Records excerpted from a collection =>
--------------------------------------------------

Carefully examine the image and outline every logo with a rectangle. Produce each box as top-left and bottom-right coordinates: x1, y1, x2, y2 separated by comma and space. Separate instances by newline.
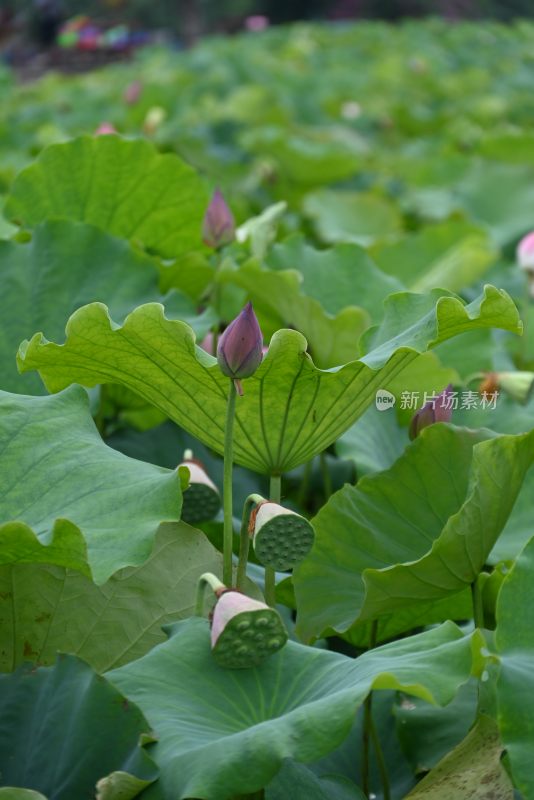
375, 389, 395, 411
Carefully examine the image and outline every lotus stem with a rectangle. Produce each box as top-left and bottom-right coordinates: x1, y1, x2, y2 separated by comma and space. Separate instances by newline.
223, 380, 236, 586
236, 494, 263, 592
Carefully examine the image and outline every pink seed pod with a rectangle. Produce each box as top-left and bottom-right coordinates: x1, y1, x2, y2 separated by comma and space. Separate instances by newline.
251, 501, 315, 570
409, 383, 453, 439
211, 589, 288, 669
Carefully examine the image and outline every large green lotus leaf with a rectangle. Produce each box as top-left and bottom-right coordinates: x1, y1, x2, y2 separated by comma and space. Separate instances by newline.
15, 286, 520, 473
0, 655, 156, 800
477, 131, 534, 167
393, 678, 479, 775
336, 406, 415, 477
0, 386, 182, 583
458, 160, 534, 246
406, 716, 514, 800
5, 136, 207, 258
373, 220, 497, 292
0, 221, 209, 394
340, 589, 473, 649
241, 126, 366, 186
495, 538, 534, 797
293, 424, 534, 640
0, 519, 91, 576
310, 684, 416, 800
304, 189, 401, 247
0, 522, 221, 672
218, 261, 371, 369
265, 759, 365, 800
107, 619, 480, 800
488, 467, 534, 564
268, 234, 404, 322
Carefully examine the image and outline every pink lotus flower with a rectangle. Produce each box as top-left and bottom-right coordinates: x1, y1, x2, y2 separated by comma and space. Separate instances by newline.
202, 189, 235, 249
217, 303, 263, 394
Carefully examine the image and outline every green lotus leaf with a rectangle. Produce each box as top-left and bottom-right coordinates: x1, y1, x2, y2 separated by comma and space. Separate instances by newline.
495, 538, 534, 797
18, 286, 520, 473
267, 234, 402, 322
0, 386, 182, 583
265, 759, 365, 800
293, 424, 534, 640
304, 189, 401, 247
373, 219, 497, 292
0, 522, 221, 672
406, 716, 514, 800
393, 678, 479, 775
0, 655, 156, 800
218, 261, 371, 369
4, 136, 207, 258
111, 619, 480, 800
0, 221, 213, 394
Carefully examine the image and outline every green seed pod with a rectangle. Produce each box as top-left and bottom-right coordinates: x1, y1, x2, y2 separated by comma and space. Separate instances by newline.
251, 501, 315, 570
211, 589, 288, 669
180, 460, 221, 525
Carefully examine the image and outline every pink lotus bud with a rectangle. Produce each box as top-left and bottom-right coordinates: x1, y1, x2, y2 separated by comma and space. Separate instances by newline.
253, 501, 315, 570
202, 189, 235, 249
211, 589, 288, 669
410, 383, 453, 439
517, 231, 534, 271
199, 331, 215, 356
95, 122, 117, 136
217, 303, 263, 380
123, 81, 143, 106
178, 450, 221, 525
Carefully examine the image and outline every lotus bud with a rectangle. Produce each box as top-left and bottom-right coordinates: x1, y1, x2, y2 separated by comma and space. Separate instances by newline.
211, 589, 288, 669
95, 122, 117, 136
178, 450, 221, 525
517, 231, 534, 297
495, 371, 534, 403
253, 501, 315, 570
143, 106, 167, 136
217, 303, 263, 394
409, 383, 453, 439
123, 81, 143, 106
202, 189, 235, 249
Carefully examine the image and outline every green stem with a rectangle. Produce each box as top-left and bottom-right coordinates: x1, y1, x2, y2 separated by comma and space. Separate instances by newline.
319, 450, 332, 501
297, 458, 313, 508
236, 494, 263, 592
471, 578, 484, 630
195, 572, 224, 617
362, 620, 378, 797
370, 715, 391, 800
265, 475, 282, 608
223, 379, 236, 586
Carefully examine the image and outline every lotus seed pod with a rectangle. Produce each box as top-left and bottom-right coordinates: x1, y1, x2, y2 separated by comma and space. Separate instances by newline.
217, 303, 263, 380
253, 502, 315, 570
202, 189, 235, 249
409, 383, 453, 439
211, 589, 288, 669
179, 460, 221, 525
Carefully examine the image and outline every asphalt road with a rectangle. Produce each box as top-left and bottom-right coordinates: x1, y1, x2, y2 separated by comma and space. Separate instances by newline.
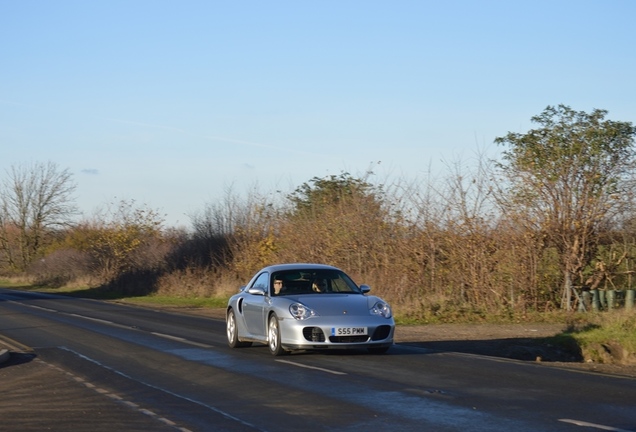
0, 289, 636, 432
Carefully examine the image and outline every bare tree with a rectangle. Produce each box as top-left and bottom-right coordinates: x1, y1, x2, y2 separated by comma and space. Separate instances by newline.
0, 162, 77, 271
495, 105, 636, 309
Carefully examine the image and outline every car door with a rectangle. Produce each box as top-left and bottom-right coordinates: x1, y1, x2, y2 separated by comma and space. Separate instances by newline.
243, 272, 269, 338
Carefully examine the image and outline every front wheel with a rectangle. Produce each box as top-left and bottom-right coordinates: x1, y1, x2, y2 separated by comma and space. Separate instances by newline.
225, 309, 252, 348
267, 315, 288, 356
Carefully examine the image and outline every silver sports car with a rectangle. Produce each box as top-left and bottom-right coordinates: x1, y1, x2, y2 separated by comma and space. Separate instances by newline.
226, 264, 395, 356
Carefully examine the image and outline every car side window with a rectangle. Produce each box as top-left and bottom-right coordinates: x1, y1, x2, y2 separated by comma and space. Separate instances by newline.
252, 273, 269, 293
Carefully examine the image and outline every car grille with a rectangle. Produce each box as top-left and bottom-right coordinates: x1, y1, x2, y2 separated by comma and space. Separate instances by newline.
371, 326, 391, 340
303, 327, 325, 342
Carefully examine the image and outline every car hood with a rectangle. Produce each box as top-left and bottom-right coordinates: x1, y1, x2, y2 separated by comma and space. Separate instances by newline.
285, 294, 379, 316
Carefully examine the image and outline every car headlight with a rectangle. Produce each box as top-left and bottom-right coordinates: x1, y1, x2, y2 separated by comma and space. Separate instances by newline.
369, 301, 391, 318
289, 303, 318, 320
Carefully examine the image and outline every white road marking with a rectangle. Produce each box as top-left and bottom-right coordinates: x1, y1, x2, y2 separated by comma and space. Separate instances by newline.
150, 332, 214, 348
559, 419, 633, 432
11, 301, 57, 313
60, 346, 263, 432
276, 360, 347, 375
67, 313, 119, 325
43, 360, 191, 432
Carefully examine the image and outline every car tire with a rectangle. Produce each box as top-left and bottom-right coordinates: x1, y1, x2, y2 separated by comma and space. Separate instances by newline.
367, 347, 391, 354
225, 309, 252, 348
267, 315, 289, 356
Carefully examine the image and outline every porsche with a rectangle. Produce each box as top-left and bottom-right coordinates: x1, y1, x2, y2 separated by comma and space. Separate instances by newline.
226, 263, 395, 356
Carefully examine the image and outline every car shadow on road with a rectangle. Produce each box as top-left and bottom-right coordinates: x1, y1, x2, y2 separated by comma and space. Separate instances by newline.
401, 338, 583, 362
0, 351, 37, 369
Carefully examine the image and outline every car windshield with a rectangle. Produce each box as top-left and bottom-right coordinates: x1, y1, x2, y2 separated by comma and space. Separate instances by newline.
271, 269, 361, 295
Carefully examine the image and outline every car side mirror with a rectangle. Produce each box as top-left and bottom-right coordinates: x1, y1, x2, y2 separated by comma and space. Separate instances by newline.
247, 287, 265, 295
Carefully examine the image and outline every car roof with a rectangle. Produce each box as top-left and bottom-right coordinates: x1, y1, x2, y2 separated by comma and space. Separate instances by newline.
259, 263, 342, 273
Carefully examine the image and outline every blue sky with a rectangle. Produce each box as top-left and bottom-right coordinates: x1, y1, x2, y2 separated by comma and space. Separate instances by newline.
0, 0, 636, 227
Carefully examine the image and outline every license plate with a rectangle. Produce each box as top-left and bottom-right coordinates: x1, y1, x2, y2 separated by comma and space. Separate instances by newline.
331, 327, 367, 336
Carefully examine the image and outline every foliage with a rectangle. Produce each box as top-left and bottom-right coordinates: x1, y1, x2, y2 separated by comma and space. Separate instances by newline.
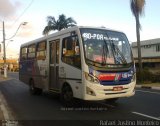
43, 14, 77, 35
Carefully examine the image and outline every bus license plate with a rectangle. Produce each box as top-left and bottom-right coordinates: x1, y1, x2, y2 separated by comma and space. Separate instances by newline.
113, 86, 123, 91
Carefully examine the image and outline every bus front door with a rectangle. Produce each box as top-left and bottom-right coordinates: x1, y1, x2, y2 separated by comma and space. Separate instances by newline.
49, 39, 60, 91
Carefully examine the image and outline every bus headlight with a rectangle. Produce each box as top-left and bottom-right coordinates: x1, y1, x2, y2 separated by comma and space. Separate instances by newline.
131, 74, 136, 82
85, 72, 99, 84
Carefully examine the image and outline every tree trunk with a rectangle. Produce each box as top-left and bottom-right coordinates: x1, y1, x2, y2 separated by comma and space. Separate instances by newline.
136, 16, 143, 82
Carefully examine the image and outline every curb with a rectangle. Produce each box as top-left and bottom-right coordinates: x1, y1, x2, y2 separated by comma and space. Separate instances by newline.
136, 85, 160, 90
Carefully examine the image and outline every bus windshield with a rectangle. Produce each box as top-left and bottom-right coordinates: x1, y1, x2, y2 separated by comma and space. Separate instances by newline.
80, 28, 133, 66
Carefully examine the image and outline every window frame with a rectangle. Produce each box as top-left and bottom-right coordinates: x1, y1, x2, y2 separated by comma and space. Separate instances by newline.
20, 46, 28, 61
36, 41, 47, 60
27, 43, 36, 59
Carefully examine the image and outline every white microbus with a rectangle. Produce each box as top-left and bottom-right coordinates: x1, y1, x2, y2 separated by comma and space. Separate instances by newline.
19, 26, 136, 102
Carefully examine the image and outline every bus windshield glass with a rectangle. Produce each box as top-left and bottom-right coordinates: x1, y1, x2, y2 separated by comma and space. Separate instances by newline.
80, 28, 133, 66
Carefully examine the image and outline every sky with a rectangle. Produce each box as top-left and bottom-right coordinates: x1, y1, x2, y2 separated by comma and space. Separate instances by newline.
0, 0, 160, 58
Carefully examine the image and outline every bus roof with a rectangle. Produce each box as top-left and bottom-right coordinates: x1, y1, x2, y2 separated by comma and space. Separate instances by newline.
21, 26, 123, 47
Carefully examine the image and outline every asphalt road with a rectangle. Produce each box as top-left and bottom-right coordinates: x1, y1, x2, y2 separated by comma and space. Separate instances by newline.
0, 73, 160, 126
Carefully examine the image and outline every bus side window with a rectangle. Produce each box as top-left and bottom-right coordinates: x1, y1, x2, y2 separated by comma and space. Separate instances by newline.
28, 44, 36, 59
62, 36, 81, 68
37, 41, 46, 60
20, 47, 27, 60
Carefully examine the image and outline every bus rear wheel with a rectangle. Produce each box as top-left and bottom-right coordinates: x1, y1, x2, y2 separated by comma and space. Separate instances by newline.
29, 80, 42, 95
61, 85, 74, 106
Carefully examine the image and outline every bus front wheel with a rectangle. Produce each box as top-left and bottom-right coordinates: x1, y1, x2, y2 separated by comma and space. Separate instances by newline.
61, 85, 74, 106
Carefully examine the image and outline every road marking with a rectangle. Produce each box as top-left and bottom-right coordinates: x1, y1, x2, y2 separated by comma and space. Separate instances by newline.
132, 112, 160, 121
136, 90, 160, 95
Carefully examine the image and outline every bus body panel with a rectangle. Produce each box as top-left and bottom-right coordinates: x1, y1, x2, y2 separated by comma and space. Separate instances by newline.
19, 26, 136, 100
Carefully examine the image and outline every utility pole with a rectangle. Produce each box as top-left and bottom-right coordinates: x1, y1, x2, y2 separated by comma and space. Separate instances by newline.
3, 21, 7, 78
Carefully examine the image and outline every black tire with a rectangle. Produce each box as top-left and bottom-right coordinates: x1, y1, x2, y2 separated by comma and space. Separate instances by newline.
105, 98, 118, 103
60, 85, 74, 106
29, 80, 42, 95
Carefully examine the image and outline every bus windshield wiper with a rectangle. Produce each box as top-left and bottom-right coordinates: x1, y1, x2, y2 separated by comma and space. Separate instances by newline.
101, 42, 106, 66
106, 32, 127, 64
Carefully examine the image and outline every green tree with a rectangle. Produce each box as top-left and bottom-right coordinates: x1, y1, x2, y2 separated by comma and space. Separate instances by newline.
130, 0, 145, 81
43, 14, 77, 35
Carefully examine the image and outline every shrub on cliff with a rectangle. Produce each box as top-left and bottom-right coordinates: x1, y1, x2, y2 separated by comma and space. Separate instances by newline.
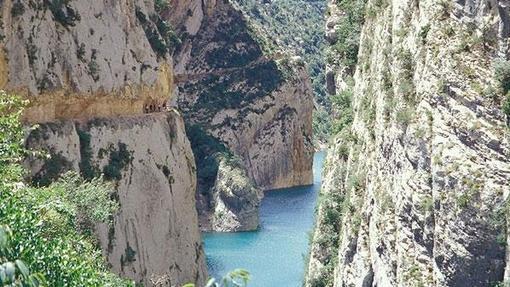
0, 91, 133, 286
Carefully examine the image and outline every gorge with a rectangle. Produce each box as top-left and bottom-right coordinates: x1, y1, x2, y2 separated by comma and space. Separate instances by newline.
0, 0, 510, 287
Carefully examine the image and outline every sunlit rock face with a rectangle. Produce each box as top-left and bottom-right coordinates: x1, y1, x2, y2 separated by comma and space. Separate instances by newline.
307, 0, 510, 286
0, 0, 207, 286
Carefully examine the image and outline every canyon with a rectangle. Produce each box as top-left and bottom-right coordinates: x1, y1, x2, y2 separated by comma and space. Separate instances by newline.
306, 0, 510, 286
0, 0, 313, 286
0, 0, 510, 287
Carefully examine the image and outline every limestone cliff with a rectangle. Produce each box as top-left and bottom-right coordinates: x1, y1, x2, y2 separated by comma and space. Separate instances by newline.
0, 0, 207, 286
174, 1, 313, 231
27, 112, 206, 286
176, 1, 313, 190
306, 0, 510, 286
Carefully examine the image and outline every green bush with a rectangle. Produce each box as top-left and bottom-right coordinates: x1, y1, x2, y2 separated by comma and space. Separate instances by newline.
183, 269, 251, 287
154, 0, 170, 13
11, 2, 25, 17
0, 92, 134, 287
494, 60, 510, 95
103, 142, 133, 180
186, 125, 230, 193
331, 87, 354, 134
333, 0, 366, 71
0, 225, 46, 287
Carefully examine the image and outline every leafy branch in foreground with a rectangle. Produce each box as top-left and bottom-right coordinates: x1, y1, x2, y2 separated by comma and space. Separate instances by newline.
0, 226, 45, 287
183, 269, 250, 287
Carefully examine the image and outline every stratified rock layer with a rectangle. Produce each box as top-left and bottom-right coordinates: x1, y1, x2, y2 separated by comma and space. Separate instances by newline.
307, 0, 510, 286
28, 112, 206, 286
0, 0, 207, 286
176, 2, 313, 194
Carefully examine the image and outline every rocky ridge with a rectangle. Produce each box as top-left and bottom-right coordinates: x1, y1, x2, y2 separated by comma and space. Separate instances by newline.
174, 1, 313, 231
306, 1, 510, 286
0, 0, 207, 286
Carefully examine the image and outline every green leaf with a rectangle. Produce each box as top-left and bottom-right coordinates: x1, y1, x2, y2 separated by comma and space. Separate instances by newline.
205, 278, 216, 287
15, 259, 30, 278
4, 262, 16, 282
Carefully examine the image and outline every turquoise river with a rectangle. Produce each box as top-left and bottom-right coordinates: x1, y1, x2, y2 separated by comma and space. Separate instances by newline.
203, 152, 324, 287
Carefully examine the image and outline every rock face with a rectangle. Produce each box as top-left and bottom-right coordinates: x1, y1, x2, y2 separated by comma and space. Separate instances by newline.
0, 0, 173, 122
306, 0, 510, 286
174, 1, 313, 231
176, 2, 313, 190
0, 0, 207, 286
23, 112, 206, 286
201, 158, 264, 232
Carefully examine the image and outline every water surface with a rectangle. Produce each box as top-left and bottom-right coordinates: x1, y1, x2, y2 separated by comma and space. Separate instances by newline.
204, 152, 324, 287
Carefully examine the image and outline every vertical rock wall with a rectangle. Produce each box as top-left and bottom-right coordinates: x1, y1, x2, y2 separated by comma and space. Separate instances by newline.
307, 1, 510, 286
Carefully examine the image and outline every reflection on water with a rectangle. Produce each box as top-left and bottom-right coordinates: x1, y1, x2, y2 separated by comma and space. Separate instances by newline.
204, 152, 324, 287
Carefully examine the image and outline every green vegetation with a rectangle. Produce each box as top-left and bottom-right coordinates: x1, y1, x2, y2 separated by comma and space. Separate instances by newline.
332, 0, 367, 71
0, 225, 45, 287
44, 0, 81, 27
235, 0, 329, 103
183, 61, 283, 121
186, 125, 230, 194
183, 269, 250, 287
103, 142, 133, 180
331, 81, 354, 135
31, 152, 72, 186
78, 129, 99, 179
135, 7, 181, 58
494, 60, 510, 125
0, 92, 134, 286
11, 2, 25, 17
154, 0, 170, 13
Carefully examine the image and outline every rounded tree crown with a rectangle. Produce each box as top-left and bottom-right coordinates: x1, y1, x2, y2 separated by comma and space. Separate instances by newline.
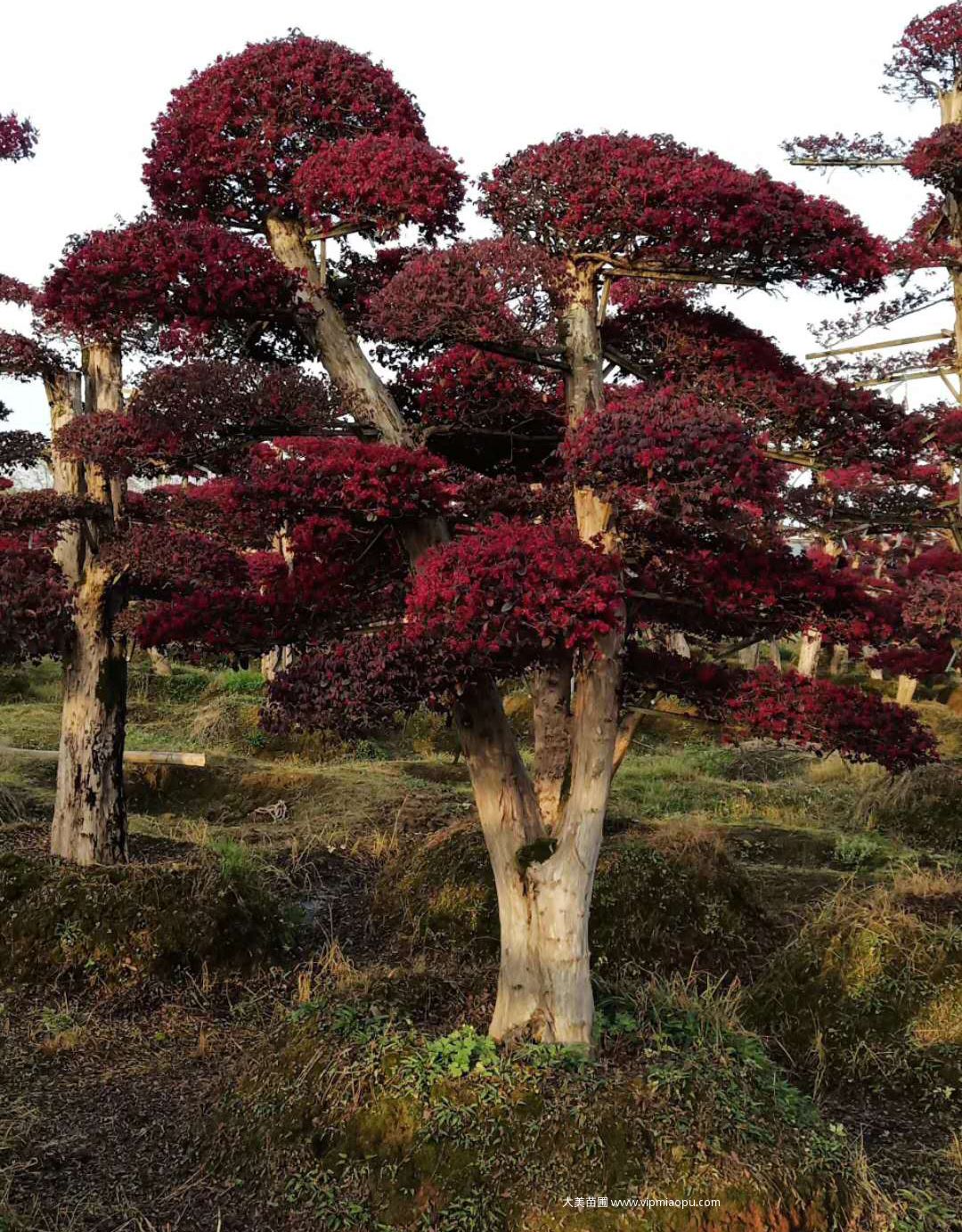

--------------------------------------------------

TASK PROMPT =>
Rewrite the records starting at the line containing "Carefully examine the image and outline every white microbus" and ending at the line containing "0, 73, 160, 126", replacing "microbus" with "minibus" and leaving everything else unchanged.

TASK OUTPUT =>
Carefully examine the image and outline every white minibus with a rectangle. Produce each box as top-left and bottom-right coordinates: x1, y1, x2, y2 separated by comma and space. Separate instances by newline.
19, 26, 136, 102
Carefully examine the image and outline every bus windshield glass with a rectangle. Produce each box as top-left and bottom-right coordinates: x1, y1, x2, y2 separated by comma and space. Separate instances by newline.
80, 28, 133, 66
Carefully examine the image and outline every sky with a rectangle. Produce each box as top-left and bottom-right coordinates: x1, y1, x2, y2 separated by comma and space. Separate instances by newline.
0, 0, 160, 58
Carefully examine the image and outline every bus roof with a rectangle. Produce each box as top-left and bottom-right coordinates: x1, y1, x2, y2 separated by comma and space. Separate instances by newline.
21, 26, 123, 47
Carefully examine the image and outline every asphalt road with a rectangle. Produce each box as top-left and bottom-right coordinates: x1, y1, x2, y2 separated by comma and space. Separate instances by newline.
0, 73, 160, 126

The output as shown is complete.